The internet is a cool place because scientists can search huge databases of sequenced DNA and proteins all at the click of a few buttons, rather than sifting through volumes of Cell, or Genes and Development, or Current Biology back-issues from the last 70 years, jotting down thousands of A's, T's, G's and C's to compare to your samples. Not only is that boring, it would take a million years. Helen's team is, among other things, taking those CD8 T cells and lining up row after row of sequenced DNA to look for any sort of sequence conservation or at least a place to begin investigating possible reasons that LTNP CD8 T cells can remain intolerant while Patient CD8 T cells eventually run out of steam.

HIV is tricky because it evolves rapidly and it is constantly editing and republishing it's own book so that no T cells can read it quickly enough and understand how to stop it. Helen is also aligning thousands of sequenced HIV viruses to see which parts of their book are never edited. T cells in most cases are so specific to any one part of a virus that the chances of them running into a perfect match are tiny. So in order to develop an effective vaccine candidate we should target those areas of the virus, perhaps what might code for the attachment proteins, or the directions to fuse with our immune cells, or whatever paragraph or sentence or word, out of their whole book that might remain un-edited, to develop a potentially effective vaccine for HIV in Seattle that might also work for HIV in Mali, as an example of the grand vision of a "global vaccine."

Dataset section
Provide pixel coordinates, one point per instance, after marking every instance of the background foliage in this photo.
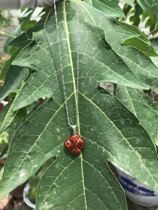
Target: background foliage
(119, 126)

What this exercise asks
A: Translate this sentence from the HIV research passage into Spanish: "Not only is that boring, it would take a million years."
B: Answer these questions using the HIV research passage, one answer per line:
(i) What kind of cells is Helen's team taking to line up row after row of sequenced DNA?
(ii) What two things does HIV do that make it tricky?
(iii) What is Helen aligning thousands of?
C: Duplicate the part of the HIV research passage starting with "The internet is" and going on through "out of steam.".

Answers to the exercises
A: No solo es aburrido, sino que tomaría un millón de años.

B:
(i) CD8 T cells.
(ii) It evolves rapidly, and it constantly edits and republishes its own book.
(iii) Sequenced HIV viruses.

C:
The internet is a cool place because scientists can search huge databases of sequenced DNA and proteins all at the click of a few buttons, rather than sifting through volumes of Cell, or Genes and Development, or Current Biology back-issues from the last 70 years, jotting down thousands of A's, T's, G's and C's to compare to your samples. Not only is that boring, it would take a million years. Helen's team is, among other things, taking those CD8 T cells and lining up row after row of sequenced DNA to look for any sort of sequence conservation or at least a place to begin investigating possible reasons that LTNP CD8 T cells can remain intolerant while Patient CD8 T cells eventually run out of steam.